Arbeitsanweisungen:
**1)** Fasse den Absatz des Redeauszugs, der mit „Ich nenne ein konkretes Beispiel“ beginnt, als knappe Stichpunktliste zusammen.
**2)** Mit wie viel zusätzlichen Steuereinnahmen kann Niedersachsen laut dem Redeauszug im Jahr 2018 rechnen?
**3)** Schreibe den Redeauszug zum niedersächsischen Landeshaushalt nach seinem letzten Satz weiter.

Vorliegender Redeauszug:
□ □ □
Tatsache ist: Sie ersticken im Geld. Die Ergebnisse der jüngsten Steuerschätzung sind ein Beleg dafür. Laut aktuellen Prognosen kann das Land Niedersachsen für die Jahre 2017 und 2018, wie schon in den vergangenen Jahren, mit deutlichen Steuermehreinnahmen rechnen. In diesem Jahr sind es 194 Millionen Euro zusätzlich, in 2018 sogar 278 Millionen Euro. Insgesamt liegen die Mehreinnahmen 2021 bei rund 1,25 Milliarden Euro. Sie finden geradezu paradiesische Zustände vor. Aber Sie machen nichts draus. Sie sind nicht einmal bereit, zeitnah einen Nachtragshaushalt vorzulegen. Haben sie denn gar keinen Gestaltungsanspruch mehr?

Trotz Rekordsteuereinnahmen und historisch niedrigem Zinsniveau ist die Investitionsquote so gering wie nie zuvor. Und Sie stellen sich hier heute hin und versuchen den Eindruck zu vermitteln, Ihre Landesregierung stünde für einen pfleglichen Umgang mit öffentlichem Vermögen? Das Gegenteil ist der Fall!

Ich nenne ein konkretes Beispiel: Vor wenigen Wochen hat die Landesbehörde für Straßenbau quasi über Nacht entschieden, dass die Leinebrücke B6 bei Neustadt am Rübenberge für den Schwerlastverkehr zu sperren ist. Seitdem brettern die schweren LKWs im Neustädter Land über Landesstraßen, die so selbst zum Sanierungsfall werden. Für die Menschen auf den Dörfern ist das eine unerträgliche zusätzliche Belastung. Zumal die Anrainerkommunen der Umleitungsstrecke von den Behörden vor vollendete Tatsachen gestellt wurden.
□ □ □
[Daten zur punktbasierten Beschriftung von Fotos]
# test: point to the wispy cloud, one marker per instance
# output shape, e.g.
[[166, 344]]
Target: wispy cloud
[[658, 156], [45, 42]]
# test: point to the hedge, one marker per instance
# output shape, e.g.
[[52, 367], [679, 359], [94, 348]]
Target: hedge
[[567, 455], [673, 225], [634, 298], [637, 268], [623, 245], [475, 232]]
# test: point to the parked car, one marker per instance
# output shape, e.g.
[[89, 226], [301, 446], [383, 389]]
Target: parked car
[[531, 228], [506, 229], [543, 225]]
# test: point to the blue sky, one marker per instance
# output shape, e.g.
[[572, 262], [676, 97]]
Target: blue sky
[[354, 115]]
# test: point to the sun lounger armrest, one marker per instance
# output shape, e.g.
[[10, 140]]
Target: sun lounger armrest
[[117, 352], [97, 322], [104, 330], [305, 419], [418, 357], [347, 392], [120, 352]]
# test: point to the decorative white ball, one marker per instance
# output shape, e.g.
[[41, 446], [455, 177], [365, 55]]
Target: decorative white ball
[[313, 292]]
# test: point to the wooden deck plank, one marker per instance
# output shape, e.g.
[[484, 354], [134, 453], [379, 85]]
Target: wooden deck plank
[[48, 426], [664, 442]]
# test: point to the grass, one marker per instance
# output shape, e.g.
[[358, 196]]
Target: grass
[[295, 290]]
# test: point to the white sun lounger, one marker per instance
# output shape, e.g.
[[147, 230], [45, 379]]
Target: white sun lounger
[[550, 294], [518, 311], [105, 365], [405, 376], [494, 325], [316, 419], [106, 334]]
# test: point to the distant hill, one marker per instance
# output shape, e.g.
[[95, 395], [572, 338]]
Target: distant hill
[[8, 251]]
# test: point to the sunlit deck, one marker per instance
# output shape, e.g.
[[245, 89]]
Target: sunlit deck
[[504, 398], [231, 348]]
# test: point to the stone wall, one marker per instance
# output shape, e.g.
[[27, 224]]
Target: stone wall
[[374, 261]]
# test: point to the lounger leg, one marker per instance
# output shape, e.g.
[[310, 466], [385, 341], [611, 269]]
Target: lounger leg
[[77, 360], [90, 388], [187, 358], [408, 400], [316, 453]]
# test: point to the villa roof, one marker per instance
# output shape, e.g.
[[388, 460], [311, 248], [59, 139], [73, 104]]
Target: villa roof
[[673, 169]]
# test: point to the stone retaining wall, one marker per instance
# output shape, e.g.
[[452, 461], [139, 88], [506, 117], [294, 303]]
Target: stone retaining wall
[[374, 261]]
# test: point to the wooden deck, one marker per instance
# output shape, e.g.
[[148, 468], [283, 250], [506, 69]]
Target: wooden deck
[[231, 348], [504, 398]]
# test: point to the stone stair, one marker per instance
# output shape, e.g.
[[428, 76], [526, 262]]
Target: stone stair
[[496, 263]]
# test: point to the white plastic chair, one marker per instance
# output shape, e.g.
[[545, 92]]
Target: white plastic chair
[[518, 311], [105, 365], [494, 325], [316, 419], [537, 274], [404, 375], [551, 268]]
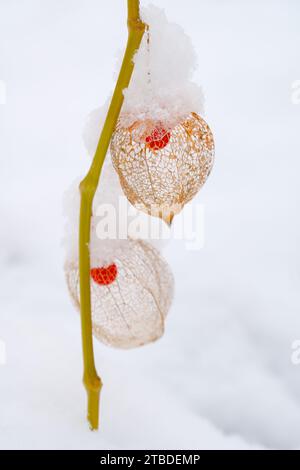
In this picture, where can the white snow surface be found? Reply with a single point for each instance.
(222, 375)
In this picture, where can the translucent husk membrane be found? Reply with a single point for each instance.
(160, 167)
(131, 311)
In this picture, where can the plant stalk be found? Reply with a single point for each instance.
(88, 187)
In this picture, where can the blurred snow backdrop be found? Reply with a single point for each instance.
(222, 376)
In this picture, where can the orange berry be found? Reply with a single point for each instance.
(104, 276)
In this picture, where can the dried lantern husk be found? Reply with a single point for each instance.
(162, 168)
(130, 304)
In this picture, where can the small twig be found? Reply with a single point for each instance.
(88, 188)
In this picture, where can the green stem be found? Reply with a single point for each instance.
(88, 188)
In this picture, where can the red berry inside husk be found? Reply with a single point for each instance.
(158, 139)
(104, 276)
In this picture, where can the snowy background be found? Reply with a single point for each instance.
(222, 376)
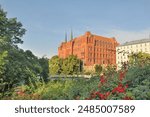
□ □ □
Schriftliche Antworten:
**1)**
- Die Landesbehörde für Straßenbau hat vor wenigen Wochen quasi über Nacht die Leinebrücke B6 bei Neustadt am Rübenberge für den Schwerlastverkehr gesperrt.
- Seitdem fahren schwere LKWs im Neustädter Land über Landesstraßen, die dadurch selbst zum Sanierungsfall werden.
- Für die Menschen auf den Dörfern ist das eine unerträgliche zusätzliche Belastung.
- Die Anrainerkommunen der Umleitungsstrecke wurden von den Behörden vor vollendete Tatsachen gestellt.

**2)** Mit 278 Millionen Euro.

**3)**
Herr Weil, unter Ihnen regiert in Niedersachsen der Stillstand. Rot-Grün selbst ist ein einziger Reparaturbetrieb. Und nicht einmal zum Ausbessern eigener Versäumnisse reicht die Kraft.

In dem heutigen Kommentar in der Braunschweiger Zeitung heißt es: „Durchwursteln heißt das Konzept in der Finanzpolitik, verpackt als heroischer Akt. Zudem wird immer deutlicher, wie schlampig und unkoordiniert SPD und Grüne oft regieren, zuletzt in einer Ausschreibungsaffäre im Wirtschaftsministerium. Ihr Motto ‚Gute Arbeit‘ sollte die SPD vielleicht mal Ernst nehmen.“

Die drei Landtagswahlen in diesem Jahr haben eines deutlich gemacht: In unsicheren Zeiten vertrauen die Menschen der politischen Kraft, die verlässlich regiert. Die Menschen schätzen es auch, wenn man ihre Probleme ernst nimmt. Von Rot-Grün in Niedersachsen lässt sich beides nicht behaupten. Sie sind ohne Ambitionen. Sie sind ohne Ehrgeiz. Sie sind ohne Plan für die Zukunft.